What this task involves: Please copy every one of the rows below word for word, keeping each line unchanged and in the same order.

Data to process:
↓↓↓

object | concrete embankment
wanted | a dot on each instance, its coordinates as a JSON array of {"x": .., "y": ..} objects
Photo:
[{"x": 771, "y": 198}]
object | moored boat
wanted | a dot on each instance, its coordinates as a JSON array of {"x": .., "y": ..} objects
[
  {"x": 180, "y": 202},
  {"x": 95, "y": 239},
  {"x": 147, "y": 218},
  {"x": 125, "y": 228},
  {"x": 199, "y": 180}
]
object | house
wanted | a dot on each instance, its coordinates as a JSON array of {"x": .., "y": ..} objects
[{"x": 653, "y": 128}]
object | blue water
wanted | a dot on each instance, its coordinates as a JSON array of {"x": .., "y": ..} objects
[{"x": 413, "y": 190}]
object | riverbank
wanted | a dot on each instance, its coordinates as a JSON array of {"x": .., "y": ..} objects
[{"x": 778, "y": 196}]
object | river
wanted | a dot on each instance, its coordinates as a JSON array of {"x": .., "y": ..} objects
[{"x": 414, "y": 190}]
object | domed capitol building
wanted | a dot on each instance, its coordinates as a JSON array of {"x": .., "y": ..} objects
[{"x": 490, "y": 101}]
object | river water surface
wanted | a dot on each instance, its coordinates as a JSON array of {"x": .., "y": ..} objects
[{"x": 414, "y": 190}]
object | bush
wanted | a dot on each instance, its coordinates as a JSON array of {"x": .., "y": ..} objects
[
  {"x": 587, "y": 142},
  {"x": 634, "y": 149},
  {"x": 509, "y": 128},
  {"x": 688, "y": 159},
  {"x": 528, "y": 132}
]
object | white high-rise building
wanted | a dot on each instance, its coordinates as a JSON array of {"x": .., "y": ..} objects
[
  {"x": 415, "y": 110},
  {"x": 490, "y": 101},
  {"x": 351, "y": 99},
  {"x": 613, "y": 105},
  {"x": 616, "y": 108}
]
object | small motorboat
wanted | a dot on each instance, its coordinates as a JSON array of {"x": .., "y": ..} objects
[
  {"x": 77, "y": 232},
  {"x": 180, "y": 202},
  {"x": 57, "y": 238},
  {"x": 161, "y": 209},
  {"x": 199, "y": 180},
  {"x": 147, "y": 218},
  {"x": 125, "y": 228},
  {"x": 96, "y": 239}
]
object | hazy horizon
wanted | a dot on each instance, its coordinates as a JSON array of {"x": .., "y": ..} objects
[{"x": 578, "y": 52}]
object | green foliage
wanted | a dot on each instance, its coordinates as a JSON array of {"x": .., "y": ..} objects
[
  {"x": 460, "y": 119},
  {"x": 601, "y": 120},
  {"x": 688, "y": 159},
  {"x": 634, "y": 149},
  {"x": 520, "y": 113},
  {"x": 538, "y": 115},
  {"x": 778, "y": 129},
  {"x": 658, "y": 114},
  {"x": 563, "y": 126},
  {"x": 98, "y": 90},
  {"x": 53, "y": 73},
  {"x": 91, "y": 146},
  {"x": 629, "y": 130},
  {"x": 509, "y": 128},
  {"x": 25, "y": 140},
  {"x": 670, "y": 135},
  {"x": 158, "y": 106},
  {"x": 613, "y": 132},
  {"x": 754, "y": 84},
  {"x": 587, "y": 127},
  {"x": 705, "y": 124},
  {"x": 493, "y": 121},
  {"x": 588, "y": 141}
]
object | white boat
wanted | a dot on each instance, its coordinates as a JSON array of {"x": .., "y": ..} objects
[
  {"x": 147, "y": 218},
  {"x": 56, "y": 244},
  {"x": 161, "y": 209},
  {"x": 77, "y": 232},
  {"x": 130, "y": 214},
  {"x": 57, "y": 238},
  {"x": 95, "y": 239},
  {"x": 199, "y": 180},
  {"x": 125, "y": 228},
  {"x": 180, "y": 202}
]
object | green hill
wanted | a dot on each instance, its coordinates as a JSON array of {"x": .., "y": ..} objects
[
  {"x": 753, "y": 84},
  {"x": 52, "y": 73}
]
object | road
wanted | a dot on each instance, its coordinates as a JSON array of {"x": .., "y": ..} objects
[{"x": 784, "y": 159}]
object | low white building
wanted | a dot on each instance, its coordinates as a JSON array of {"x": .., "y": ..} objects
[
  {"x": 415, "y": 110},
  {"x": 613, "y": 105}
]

↑↑↑

Result of this task:
object | concrete embankment
wanted | a dot on each instance, its coordinates as a JSON array of {"x": .., "y": ..} objects
Photo:
[{"x": 771, "y": 198}]
object | moored boat
wanted | a dot on each instance, its coordinates as a JSON array of {"x": .., "y": ..} objects
[
  {"x": 180, "y": 202},
  {"x": 95, "y": 239},
  {"x": 147, "y": 218},
  {"x": 125, "y": 228},
  {"x": 199, "y": 180}
]
object | house
wanted | a dot on each instance, its coordinates as a JSON array of {"x": .., "y": ..} objects
[{"x": 653, "y": 128}]
object | blue water
wanted | a dot on each instance, its coordinates as a JSON array of {"x": .., "y": ..} objects
[{"x": 413, "y": 190}]
object | riverbank
wanted | a dot on each instance, its coordinates as a JSON array of {"x": .., "y": ..} objects
[{"x": 778, "y": 196}]
object | river
wanted | a dot on each instance, its coordinates as a JSON array of {"x": .., "y": ..} objects
[{"x": 414, "y": 190}]
object | domed capitol building
wanted | a dot on each instance, its coordinates as a JSON array of {"x": .., "y": ..} objects
[{"x": 490, "y": 101}]
object | river water surface
wanted | a dot on each instance, its coordinates as a JSON array of {"x": .., "y": ..} objects
[{"x": 414, "y": 190}]
object | bush
wanted | a dot on each instance, its coordinates as a JSON array of {"x": .., "y": ..} objects
[
  {"x": 587, "y": 142},
  {"x": 634, "y": 149},
  {"x": 509, "y": 128},
  {"x": 688, "y": 159},
  {"x": 528, "y": 132}
]
object | white high-rise building
wanted | a dot on each instance, its coordinates as a JSON array of {"x": .., "y": ..} objects
[
  {"x": 415, "y": 110},
  {"x": 490, "y": 101},
  {"x": 351, "y": 99},
  {"x": 613, "y": 105},
  {"x": 616, "y": 108}
]
object | small motorboat
wanted | a dot on each instance, its coordinates as a JSON array of {"x": .., "y": ..} objects
[
  {"x": 77, "y": 232},
  {"x": 180, "y": 202},
  {"x": 57, "y": 238},
  {"x": 161, "y": 209},
  {"x": 199, "y": 180},
  {"x": 147, "y": 218},
  {"x": 125, "y": 228},
  {"x": 96, "y": 239}
]
object | hazy horizon
wanted | a dot on each instance, its coordinates as a JSON array of {"x": .., "y": ..} objects
[{"x": 578, "y": 52}]
object | green foliage
wanted | a dot on each instance, its coordinates as a JSON array of {"x": .., "y": ..} objects
[
  {"x": 460, "y": 119},
  {"x": 601, "y": 120},
  {"x": 688, "y": 159},
  {"x": 634, "y": 149},
  {"x": 520, "y": 113},
  {"x": 538, "y": 115},
  {"x": 778, "y": 129},
  {"x": 658, "y": 114},
  {"x": 563, "y": 126},
  {"x": 98, "y": 90},
  {"x": 53, "y": 73},
  {"x": 91, "y": 146},
  {"x": 629, "y": 130},
  {"x": 509, "y": 128},
  {"x": 25, "y": 140},
  {"x": 670, "y": 135},
  {"x": 158, "y": 106},
  {"x": 613, "y": 132},
  {"x": 754, "y": 84},
  {"x": 587, "y": 127},
  {"x": 705, "y": 124},
  {"x": 493, "y": 121},
  {"x": 588, "y": 141}
]
object | white boat
wanted | a dot on each instance, its coordinates as a JSON array of {"x": .., "y": ..} objects
[
  {"x": 147, "y": 218},
  {"x": 56, "y": 244},
  {"x": 161, "y": 209},
  {"x": 77, "y": 232},
  {"x": 130, "y": 214},
  {"x": 57, "y": 238},
  {"x": 95, "y": 239},
  {"x": 199, "y": 180},
  {"x": 125, "y": 228},
  {"x": 180, "y": 202}
]
object | green hill
wanted | a dot on each instance, its coordinates as a JSON array of {"x": .., "y": ..} objects
[
  {"x": 753, "y": 84},
  {"x": 52, "y": 73}
]
object | road
wanted | a dot on each instance, its coordinates as a JSON array of {"x": .., "y": ..} objects
[{"x": 784, "y": 159}]
object | low white building
wanted | a dot on each instance, its coordinates as a JSON array of {"x": .., "y": ..} objects
[
  {"x": 415, "y": 110},
  {"x": 613, "y": 105}
]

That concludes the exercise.